Coordinate annotation entries
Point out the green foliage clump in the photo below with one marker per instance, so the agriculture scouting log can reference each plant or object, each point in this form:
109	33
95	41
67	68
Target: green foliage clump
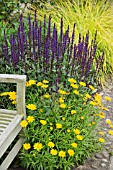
61	129
88	15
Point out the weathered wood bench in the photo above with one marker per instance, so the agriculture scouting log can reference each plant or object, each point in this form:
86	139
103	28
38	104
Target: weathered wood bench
10	120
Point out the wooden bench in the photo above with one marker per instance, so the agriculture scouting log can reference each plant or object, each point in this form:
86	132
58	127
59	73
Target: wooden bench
10	120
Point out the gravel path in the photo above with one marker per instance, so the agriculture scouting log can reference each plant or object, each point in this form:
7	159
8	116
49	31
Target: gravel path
103	160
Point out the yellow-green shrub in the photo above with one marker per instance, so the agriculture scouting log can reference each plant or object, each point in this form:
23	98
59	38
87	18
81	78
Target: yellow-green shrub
90	16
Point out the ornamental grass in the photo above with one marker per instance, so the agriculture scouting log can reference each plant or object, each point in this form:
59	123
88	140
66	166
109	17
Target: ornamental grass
42	51
61	137
89	15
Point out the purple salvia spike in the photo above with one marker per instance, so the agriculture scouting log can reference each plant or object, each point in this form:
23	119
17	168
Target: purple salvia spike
61	30
34	52
49	26
35	20
44	27
29	30
6	46
74	59
39	43
73	34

Your task
Strip out the pictures and quote the remaining data word for word.

Response to the task
Point out the green foliage clump in the photo below with one marker per instance, so the agriculture scouting log can reference each plant or object, each point in this form:
109	33
95	41
67	68
Target: green foliage clump
61	129
88	15
Point out the weathered wood bench in the photo above with one marker per instance, so the agriculture scouting log can reference each plant or object, each point in this form:
86	139
103	28
38	104
Target: weathered wood bench
10	120
Point out the wooden bench in the photo above with one marker per instance, so the agriculture scouting log can reference each plant or object, each point in this form:
86	132
58	127
59	73
Target: wooden bench
10	120
Point out the gravel path in the photo above with one marker per instance, so the agriculture scouting log can reference each plant or object, each point in this form:
7	159
8	116
49	31
Target: gravel path
103	160
Point out the yellow-green shrub in the photo above with one marker per instance, so the agriculture scouting log can reference each plant or object, each point in this form:
23	98
59	38
87	18
81	78
Target: yellow-green shrub
90	16
Point out the ornamental grass in the photo above with one marker per instance, so the agriculture scouting log can reference each plant or object, each point in this form:
59	123
88	140
66	166
109	17
Target: ornamental grass
42	51
61	137
89	15
Point out the purple salvia spike in the photo above with one marker per instance, so the agriculture scouting log can reference each plant or object, each point in this form:
23	119
17	168
Target: purple salvia spike
61	30
34	52
49	26
35	20
44	27
29	30
6	46
74	59
39	43
73	34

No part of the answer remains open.